Use XSL To Transform a XML Document

First declare the a xsl document and then define templates:

<?xml version="1.0" encoding="ISO-8859-1"?>
<xsl:stylesheet version="1.0"
xmlns:xsl="http://www.w3.org/1999/XSL/Transform">
<xsl:template match="/">
<html>
<body>
<h2>My CD Collection</h2>
<table border="1">
<tr bgcolor="#9acd32">
<th>Title</th>
<th>Artist</th>
</tr>
<xsl:for-each select="catalog/cd">
<tr>
<td><xsl:value-of select="title"/></td>
<td><xsl:value-of select="artist"/></td>
</tr>
</xsl:for-each>
</table>
</body>
</html>
</xsl:template>

</xsl:stylesheet>

Then specify the stylesheet in your xml source document, simply like this: <?xml-stylesheet type="text/xsl" href="cdcat.xsl"?>.

The match attribute is used to associate a template with an XML element. But match="/" defines the whole document by associating the template with the root of the xml source document, in which the value of the match attribute is an XPath expression.

-*-

*REQUEST 1*
According to the XSL article, what does match="/" associate the template with?
*REQUEST 2*
Carry the XSL article forward from its final sentence, keeping the same topic and tone.
The entries that come after this XSL piece are separate material and have no connection to it.

*DATASET EXCERPTS*

-*-

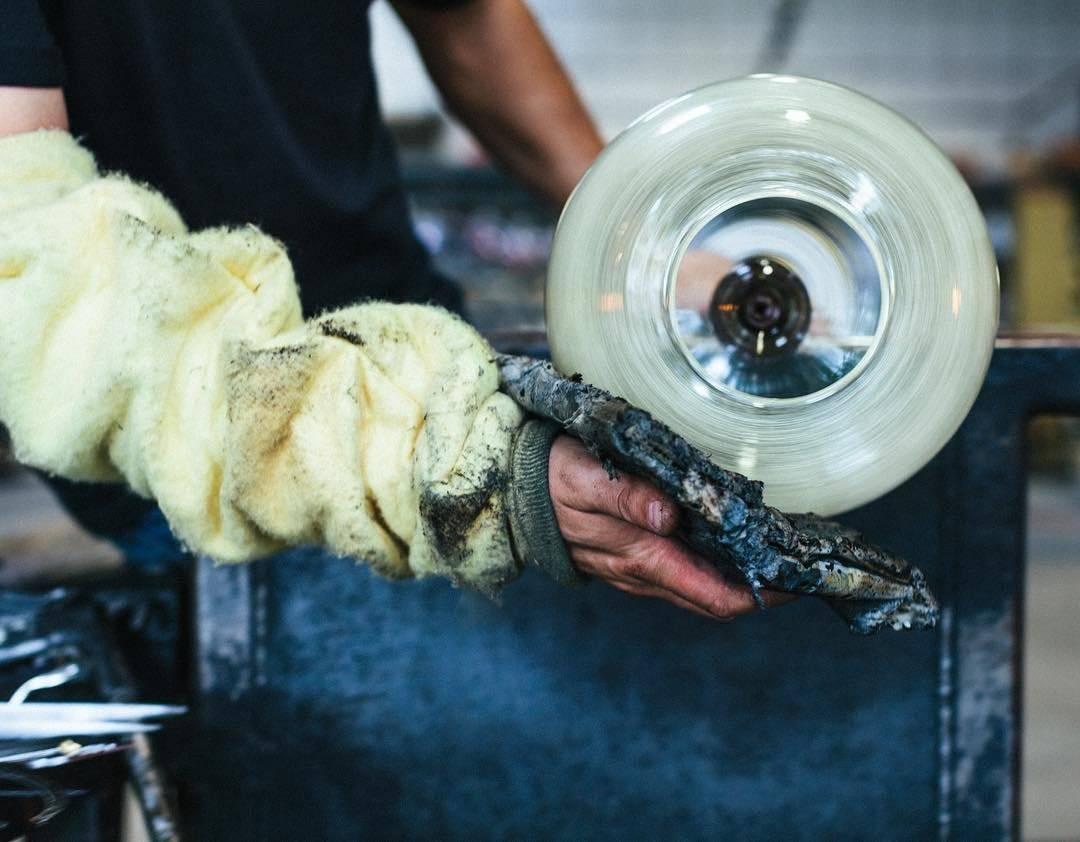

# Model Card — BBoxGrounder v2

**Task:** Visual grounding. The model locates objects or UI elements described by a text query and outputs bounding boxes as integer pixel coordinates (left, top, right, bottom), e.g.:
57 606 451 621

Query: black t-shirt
0 0 460 314
0 0 461 541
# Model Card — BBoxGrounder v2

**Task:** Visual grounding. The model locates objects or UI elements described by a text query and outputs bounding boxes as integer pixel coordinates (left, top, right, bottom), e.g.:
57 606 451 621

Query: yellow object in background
1014 184 1080 332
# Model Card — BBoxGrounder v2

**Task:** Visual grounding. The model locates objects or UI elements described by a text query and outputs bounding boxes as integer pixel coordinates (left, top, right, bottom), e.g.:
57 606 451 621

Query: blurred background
0 0 1080 839
373 0 1080 839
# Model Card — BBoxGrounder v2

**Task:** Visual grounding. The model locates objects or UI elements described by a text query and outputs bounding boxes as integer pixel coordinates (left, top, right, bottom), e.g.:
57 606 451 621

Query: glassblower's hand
548 436 794 621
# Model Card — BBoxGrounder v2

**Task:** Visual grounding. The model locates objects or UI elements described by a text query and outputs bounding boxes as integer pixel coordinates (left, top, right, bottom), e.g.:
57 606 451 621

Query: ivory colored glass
546 76 998 515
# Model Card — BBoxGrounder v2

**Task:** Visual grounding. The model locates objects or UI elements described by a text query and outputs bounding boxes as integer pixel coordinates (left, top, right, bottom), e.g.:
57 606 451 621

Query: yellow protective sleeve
0 132 522 592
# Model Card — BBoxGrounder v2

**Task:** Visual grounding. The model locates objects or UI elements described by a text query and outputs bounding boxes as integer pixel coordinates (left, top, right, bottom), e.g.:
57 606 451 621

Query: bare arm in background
0 85 68 137
393 0 604 207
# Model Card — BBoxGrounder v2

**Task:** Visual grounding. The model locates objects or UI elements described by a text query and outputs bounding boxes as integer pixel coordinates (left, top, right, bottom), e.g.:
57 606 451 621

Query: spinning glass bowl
546 76 998 515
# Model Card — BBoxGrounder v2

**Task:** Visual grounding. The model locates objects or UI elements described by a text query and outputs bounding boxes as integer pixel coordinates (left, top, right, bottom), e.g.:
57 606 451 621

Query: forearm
394 0 603 206
0 85 68 137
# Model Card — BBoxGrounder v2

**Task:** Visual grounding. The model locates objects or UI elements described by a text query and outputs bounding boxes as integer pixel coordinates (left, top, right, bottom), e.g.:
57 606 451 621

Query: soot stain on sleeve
420 467 508 568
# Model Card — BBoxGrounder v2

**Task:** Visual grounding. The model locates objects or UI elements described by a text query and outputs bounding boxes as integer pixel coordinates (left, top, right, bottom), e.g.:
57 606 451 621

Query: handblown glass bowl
546 76 998 515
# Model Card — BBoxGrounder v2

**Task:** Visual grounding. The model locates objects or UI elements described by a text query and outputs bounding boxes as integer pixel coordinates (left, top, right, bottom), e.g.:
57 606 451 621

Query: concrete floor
0 472 1080 840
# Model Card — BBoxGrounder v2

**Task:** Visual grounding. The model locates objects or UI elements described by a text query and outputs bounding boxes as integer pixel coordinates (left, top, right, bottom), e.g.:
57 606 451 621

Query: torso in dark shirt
0 0 456 313
0 0 460 537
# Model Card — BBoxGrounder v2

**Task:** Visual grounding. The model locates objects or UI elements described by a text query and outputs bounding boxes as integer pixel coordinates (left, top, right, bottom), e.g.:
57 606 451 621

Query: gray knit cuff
508 420 585 585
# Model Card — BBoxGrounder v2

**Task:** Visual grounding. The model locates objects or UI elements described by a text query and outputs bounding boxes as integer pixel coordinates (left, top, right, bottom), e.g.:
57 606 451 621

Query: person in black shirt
0 0 781 617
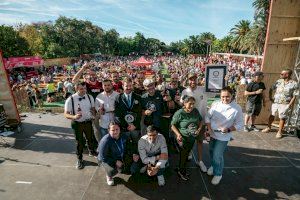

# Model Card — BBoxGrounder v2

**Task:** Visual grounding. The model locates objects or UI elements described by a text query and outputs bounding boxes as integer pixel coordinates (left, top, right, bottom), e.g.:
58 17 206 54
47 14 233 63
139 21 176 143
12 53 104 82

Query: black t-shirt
142 90 164 128
246 82 266 104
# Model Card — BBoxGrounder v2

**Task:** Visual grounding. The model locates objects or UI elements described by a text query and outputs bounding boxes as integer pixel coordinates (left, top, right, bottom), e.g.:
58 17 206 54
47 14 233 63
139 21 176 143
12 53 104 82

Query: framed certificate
205 65 227 93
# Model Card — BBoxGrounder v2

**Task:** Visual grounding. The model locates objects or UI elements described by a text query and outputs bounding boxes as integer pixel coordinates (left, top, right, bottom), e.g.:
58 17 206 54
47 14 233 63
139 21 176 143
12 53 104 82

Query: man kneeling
138 126 168 186
98 122 139 185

-*-

*TASK ANSWER 1*
It associates the template with the root of the XML source document.

*TASK ANSWER 2*
In the element <xsl:for-each select="catalog/cd">, "catalog/cd" matches (case-sensitive match, after all an xsl instance is an xml document.) the data structure in the xml document, i.e., the value of the select attribute (a little bit like "select" in SQL) is an XPath expression.

We can also filter the output from the XML file by adding some criterions to the select attribute in the <xsl:for-each> element.

<xsl:for-each select="catalog/cd[artist='Bob Dylan']">

Legal filter operators are:

  • = (equal)

  • != (not equal)

  • < less than

  • > greater than
Note: 'Bob Dylan' should match exactly what is between the <artist> and </artist>, including white spaces and line breaker.

We can use an <xsl:sort> element inside the <xsl:for-each> to sort the output.

To add an if statement use the syntax below:
<xsl:if test="expression">
...
...some output if the expression is true...
...
</xsl:if>
For example:
<xsl:for-each select="catalog/cd">
<xsl:if test="price > 10">
<tr>
<td><xsl:value-of select="title"/></td>
<td><xsl:value-of select="artist"/></td>
</tr>
</xsl:if>
</xsl:for-each>

See here for more conditional tests to filter the output by using <xsl:choose> and <xsl:when>.

Without its select attribute specified, <xsl:apply-templates> is used to apply any relevant template(s) to the matched node(s)'s children. While using this element's select attribute, you can be pickier about exactly which children of a node should be processed and in what order.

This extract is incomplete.